# START OF DATA TO USE

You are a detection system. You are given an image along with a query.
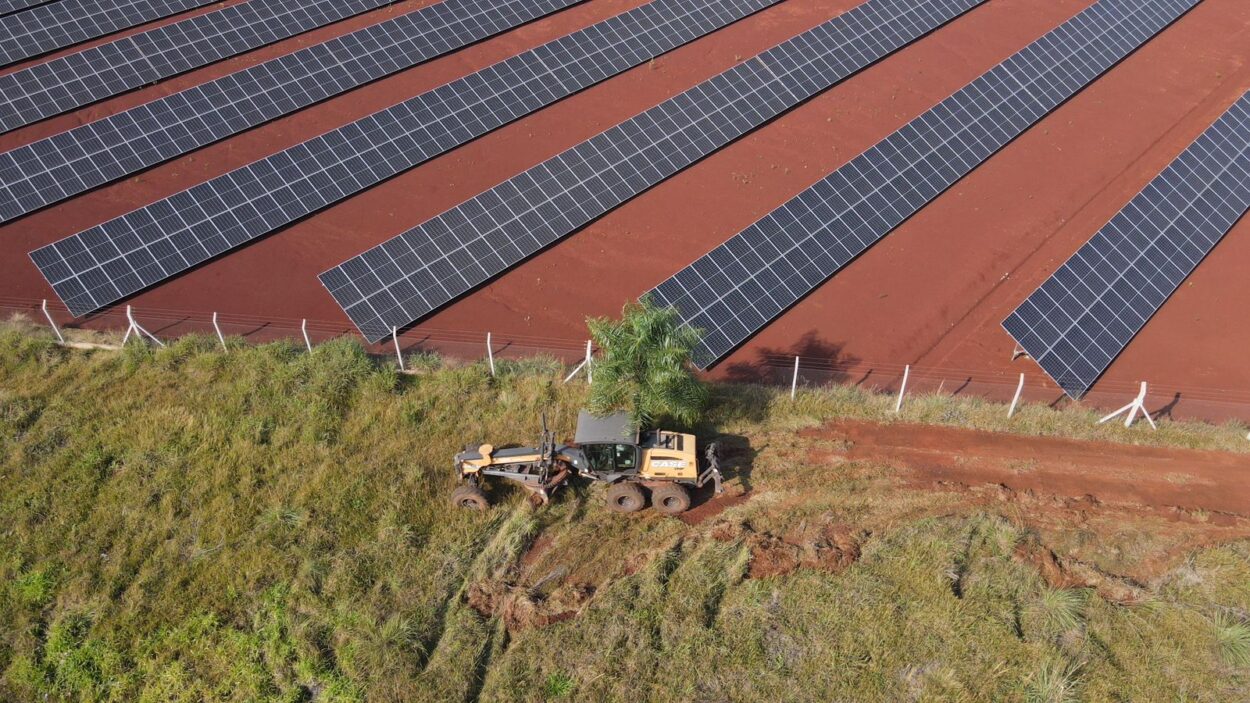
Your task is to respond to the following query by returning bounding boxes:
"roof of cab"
[574,410,638,444]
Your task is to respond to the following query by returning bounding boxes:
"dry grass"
[0,325,1250,702]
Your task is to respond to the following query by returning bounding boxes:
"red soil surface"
[803,420,1250,523]
[0,0,1250,419]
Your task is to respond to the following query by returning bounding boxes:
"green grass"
[7,325,1250,702]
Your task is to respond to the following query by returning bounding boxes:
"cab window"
[583,444,638,472]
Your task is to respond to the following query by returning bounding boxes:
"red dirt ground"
[0,0,1250,419]
[801,420,1250,522]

# END OF DATA TO USE

TASK: Write out all the items again, swapping every "query" for "prompt" and changing nothing else. Leave the pictures out.

THE REPLY:
You are a detection system. You are given an image along with a prompt.
Your task is to respond to the following prompt by returning bounding boxes:
"roof of cab"
[574,410,638,444]
Your task is to respond to the following prompt by returning bounding boxes:
"dry grass"
[0,325,1250,702]
Your task is to respond to the following prompt by returning bounding boxes:
"red soil surface"
[803,420,1250,523]
[0,0,1250,419]
Your task is to respond to the following prompt by returning bounding boxes:
"green grass"
[7,325,1250,702]
Your task is to respond to the following prompt by returning bounding boxes:
"cab window"
[583,444,638,472]
Your task is to respond to the following prompt by returning bounding boxes:
"red dirt ground"
[0,0,1250,419]
[801,420,1250,522]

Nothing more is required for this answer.